• **PAGE EXCERPT**
+---+

Skip to main content

Question Answering Benchmarking: Paul Graham Essay

Here we go over how to benchmark performance on a question answering task over a Paul Graham essay.

It is highly recommended that you do any evaluation/benchmarking with tracing enabled. See here for an explanation of what tracing is and how to set it up.

Loading the data

First, let's load the data.

from langchain.evaluation.loading import load_dataset

dataset = load_dataset("question-answering-paul-graham")
    Found cached dataset json (/Users/harrisonchase/.cache/huggingface/datasets/LangChainDatasets___json/LangChainDatasets--question-answering-paul-graham-76e8f711e038d742/0.0.0/0f7e3662623656454fcd2b650f34e886a7db4b9104504885bd462096cc7a9f51)



0%| | 0/1 [00:00<?, ?it/s]

Setting up a chain

Now we need to create some pipelines for doing question answering. Step one in that is creating an index over the data in question.

from langchain.document_loaders import TextLoader

loader = TextLoader("../../modules/paul_graham_essay.txt")
from langchain.indexes import VectorstoreIndexCreator
vectorstore = VectorstoreIndexCreator().from_loaders([loader]).vectorstore
    Running Chroma using direct local API.
Using DuckDB in-memory for database. Data will be transient.

Now we can create a question answering chain.

from langchain.chains import RetrievalQA
from langchain.llms import OpenAI
chain = RetrievalQA.from_chain_type(
llm=OpenAI(),
chain_type="stuff",
retriever=vectorstore.as_retriever(),
input_key="question",
)

Make a prediction

First, we can make predictions one datapoint at a time. Doing it at this level of granularity allows use to explore the outputs in detail, and also is a lot cheaper than running over multiple datapoints

chain(dataset[0])

+---+

• **WORK INSTRUCTION**
Repeat the passage from the benchmarking page above word for word, beginning at "Skip to main" and stopping after "load the data.".

• **EXCERPTED RECORDS**
+---+

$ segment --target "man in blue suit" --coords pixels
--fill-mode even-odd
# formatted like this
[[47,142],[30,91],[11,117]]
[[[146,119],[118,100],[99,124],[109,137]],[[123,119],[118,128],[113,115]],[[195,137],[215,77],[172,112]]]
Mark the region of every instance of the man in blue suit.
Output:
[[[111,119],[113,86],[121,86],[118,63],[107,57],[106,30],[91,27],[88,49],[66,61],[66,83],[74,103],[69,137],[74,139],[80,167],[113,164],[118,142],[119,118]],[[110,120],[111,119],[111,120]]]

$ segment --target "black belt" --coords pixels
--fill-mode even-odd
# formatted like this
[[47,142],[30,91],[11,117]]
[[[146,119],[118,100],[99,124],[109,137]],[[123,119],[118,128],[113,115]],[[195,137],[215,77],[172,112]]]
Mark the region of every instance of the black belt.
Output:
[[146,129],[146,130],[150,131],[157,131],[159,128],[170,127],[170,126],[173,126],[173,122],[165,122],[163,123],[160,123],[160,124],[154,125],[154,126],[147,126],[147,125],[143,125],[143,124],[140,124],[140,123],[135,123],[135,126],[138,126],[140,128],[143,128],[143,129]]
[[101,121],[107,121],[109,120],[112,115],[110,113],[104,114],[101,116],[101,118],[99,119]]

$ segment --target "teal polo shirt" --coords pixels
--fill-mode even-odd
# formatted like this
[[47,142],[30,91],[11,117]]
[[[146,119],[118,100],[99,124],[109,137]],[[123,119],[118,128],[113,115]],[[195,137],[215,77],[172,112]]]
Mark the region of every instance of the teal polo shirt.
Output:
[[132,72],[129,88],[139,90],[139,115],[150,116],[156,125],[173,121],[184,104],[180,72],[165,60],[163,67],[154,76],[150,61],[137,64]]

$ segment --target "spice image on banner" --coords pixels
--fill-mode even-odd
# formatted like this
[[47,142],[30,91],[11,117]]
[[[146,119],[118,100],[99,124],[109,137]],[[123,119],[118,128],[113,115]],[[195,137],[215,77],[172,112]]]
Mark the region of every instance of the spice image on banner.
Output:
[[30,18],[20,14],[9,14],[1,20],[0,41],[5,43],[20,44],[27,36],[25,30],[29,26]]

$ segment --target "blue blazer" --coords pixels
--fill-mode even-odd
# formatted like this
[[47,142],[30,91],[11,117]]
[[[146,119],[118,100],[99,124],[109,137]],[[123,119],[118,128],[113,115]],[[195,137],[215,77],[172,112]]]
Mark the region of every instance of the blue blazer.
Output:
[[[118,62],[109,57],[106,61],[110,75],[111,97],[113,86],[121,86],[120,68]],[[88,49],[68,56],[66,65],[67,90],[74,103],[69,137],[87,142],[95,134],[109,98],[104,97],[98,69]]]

+---+

• **SOLVED EXERCISE**
Skip to main content

Question Answering Benchmarking: Paul Graham Essay

Here we go over how to benchmark performance on a question answering task over a Paul Graham essay.

It is highly recommended that you do any evaluation/benchmarking with tracing enabled. See here for an explanation of what tracing is and how to set it up.

Loading the data

First, let's load the data.